## Collected data
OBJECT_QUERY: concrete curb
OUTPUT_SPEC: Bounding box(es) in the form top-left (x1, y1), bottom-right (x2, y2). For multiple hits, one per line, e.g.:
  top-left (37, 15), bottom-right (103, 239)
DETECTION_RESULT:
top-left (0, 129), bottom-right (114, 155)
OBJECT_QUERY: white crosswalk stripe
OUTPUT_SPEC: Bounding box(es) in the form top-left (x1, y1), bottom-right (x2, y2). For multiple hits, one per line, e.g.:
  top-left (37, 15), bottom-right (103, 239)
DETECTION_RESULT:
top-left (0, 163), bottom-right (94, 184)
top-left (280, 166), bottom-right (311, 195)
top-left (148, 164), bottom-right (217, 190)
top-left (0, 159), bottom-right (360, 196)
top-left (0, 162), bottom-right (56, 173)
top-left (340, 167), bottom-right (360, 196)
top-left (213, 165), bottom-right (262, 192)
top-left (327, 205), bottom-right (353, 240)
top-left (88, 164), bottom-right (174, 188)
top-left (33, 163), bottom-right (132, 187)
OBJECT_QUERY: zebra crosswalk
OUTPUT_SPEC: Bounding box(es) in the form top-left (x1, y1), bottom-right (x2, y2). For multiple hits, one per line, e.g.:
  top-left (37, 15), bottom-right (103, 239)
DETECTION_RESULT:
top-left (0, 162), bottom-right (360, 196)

## The task
Edit the listing above by replacing "crosswalk" with "pedestrian crossing" wherever it appears, and leave everything else unchanged.

## Output for this exercise
OBJECT_QUERY: concrete curb
OUTPUT_SPEC: Bounding box(es) in the form top-left (x1, y1), bottom-right (x2, y2). For multiple hits, one per line, e.g.:
  top-left (37, 15), bottom-right (103, 239)
DETECTION_RESULT:
top-left (0, 129), bottom-right (114, 155)
OBJECT_QUERY: white pedestrian crossing stripe
OUTPUT_SPEC: Bounding box(es) in the form top-left (x1, y1), bottom-right (x2, y2). For multiple hits, one per line, e.g.:
  top-left (37, 15), bottom-right (103, 239)
DETECTION_RESULT:
top-left (0, 163), bottom-right (94, 184)
top-left (280, 166), bottom-right (311, 195)
top-left (148, 164), bottom-right (217, 190)
top-left (0, 159), bottom-right (360, 196)
top-left (0, 162), bottom-right (56, 173)
top-left (340, 167), bottom-right (360, 196)
top-left (213, 165), bottom-right (262, 192)
top-left (327, 205), bottom-right (353, 240)
top-left (88, 164), bottom-right (174, 188)
top-left (33, 163), bottom-right (132, 187)
OBJECT_QUERY: zebra pedestrian crossing
OUTPUT_SPEC: Bounding box(es) in the form top-left (x1, y1), bottom-right (x2, y2). For multiple hits, one per line, e.g.:
  top-left (37, 15), bottom-right (103, 239)
DETECTION_RESULT:
top-left (0, 162), bottom-right (360, 196)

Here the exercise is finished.